> Exercise goal: Which lines of the listing hold the string "water"? Show each of them.

┄┄┄┄┄┄┄┄┄┄┄┄┄┄┄┄┄┄┄┄

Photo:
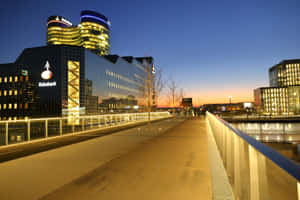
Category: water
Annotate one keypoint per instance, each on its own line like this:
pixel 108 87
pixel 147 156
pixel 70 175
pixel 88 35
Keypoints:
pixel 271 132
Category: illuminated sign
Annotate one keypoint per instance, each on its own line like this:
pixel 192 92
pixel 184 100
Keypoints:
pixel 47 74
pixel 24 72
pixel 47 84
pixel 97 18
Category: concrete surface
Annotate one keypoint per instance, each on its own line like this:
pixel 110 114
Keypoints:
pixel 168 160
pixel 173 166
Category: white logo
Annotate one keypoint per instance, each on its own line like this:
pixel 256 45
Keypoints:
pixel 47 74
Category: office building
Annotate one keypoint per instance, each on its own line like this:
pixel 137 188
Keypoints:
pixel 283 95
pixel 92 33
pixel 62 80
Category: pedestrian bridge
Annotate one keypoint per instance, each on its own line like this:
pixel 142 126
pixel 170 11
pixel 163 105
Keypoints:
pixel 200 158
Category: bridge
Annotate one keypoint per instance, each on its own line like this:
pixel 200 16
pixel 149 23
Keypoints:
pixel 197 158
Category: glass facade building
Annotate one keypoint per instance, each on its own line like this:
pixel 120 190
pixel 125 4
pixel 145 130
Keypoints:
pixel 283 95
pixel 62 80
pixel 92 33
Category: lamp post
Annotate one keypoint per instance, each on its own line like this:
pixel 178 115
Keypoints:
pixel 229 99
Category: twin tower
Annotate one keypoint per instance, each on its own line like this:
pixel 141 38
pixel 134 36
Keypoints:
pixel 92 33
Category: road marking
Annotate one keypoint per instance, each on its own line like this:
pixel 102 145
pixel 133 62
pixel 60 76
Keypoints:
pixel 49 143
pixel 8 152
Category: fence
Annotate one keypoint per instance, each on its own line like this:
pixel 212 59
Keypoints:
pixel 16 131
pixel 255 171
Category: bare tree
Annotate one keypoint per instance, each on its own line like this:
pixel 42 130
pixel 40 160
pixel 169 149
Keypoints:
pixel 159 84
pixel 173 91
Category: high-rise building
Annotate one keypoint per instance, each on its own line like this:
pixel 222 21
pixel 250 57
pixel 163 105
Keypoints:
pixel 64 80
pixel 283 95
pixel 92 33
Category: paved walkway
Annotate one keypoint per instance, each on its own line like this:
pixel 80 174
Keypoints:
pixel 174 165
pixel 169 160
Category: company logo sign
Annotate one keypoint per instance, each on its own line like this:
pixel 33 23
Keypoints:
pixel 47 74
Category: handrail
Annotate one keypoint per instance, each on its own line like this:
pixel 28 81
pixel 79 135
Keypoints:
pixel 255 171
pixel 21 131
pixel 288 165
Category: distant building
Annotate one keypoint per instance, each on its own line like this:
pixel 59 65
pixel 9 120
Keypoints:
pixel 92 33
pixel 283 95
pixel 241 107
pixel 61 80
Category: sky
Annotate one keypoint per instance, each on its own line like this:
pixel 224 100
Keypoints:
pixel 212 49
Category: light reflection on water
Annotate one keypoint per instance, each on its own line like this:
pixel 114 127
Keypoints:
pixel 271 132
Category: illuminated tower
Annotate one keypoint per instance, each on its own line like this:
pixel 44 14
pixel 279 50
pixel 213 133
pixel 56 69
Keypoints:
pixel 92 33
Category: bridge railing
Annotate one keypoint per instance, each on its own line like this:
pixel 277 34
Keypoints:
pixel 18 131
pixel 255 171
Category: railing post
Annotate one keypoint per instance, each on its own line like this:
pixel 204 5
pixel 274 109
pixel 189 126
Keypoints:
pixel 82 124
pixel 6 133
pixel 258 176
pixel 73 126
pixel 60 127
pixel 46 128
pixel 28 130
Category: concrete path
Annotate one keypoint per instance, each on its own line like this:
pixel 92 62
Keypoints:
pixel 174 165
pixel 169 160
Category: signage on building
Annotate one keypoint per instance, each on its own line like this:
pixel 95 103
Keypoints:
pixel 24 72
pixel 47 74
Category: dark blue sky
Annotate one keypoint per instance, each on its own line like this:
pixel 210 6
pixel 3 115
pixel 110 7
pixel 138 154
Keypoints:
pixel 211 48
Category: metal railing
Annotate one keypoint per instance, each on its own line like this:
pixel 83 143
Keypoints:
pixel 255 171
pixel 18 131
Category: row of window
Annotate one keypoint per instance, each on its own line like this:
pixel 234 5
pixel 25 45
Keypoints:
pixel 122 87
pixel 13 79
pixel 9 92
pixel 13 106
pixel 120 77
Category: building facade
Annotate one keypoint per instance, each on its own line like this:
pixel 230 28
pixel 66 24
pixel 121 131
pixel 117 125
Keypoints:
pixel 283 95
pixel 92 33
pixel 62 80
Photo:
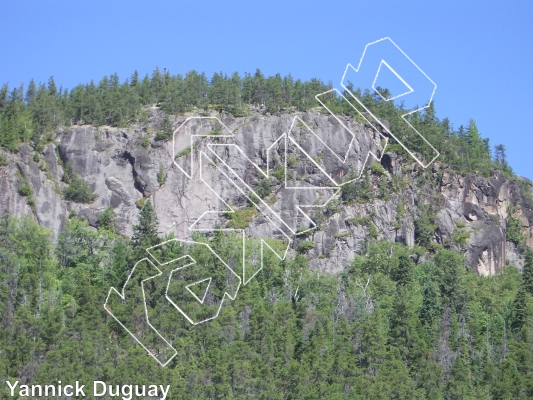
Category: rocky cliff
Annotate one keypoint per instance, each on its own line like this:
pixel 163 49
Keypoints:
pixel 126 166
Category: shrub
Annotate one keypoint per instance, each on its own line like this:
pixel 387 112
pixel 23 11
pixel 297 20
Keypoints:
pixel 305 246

┄┄┄┄┄┄┄┄┄┄┄┄┄┄┄┄┄┄┄┄

> Exercise result:
Category: water
Category: light reflection on water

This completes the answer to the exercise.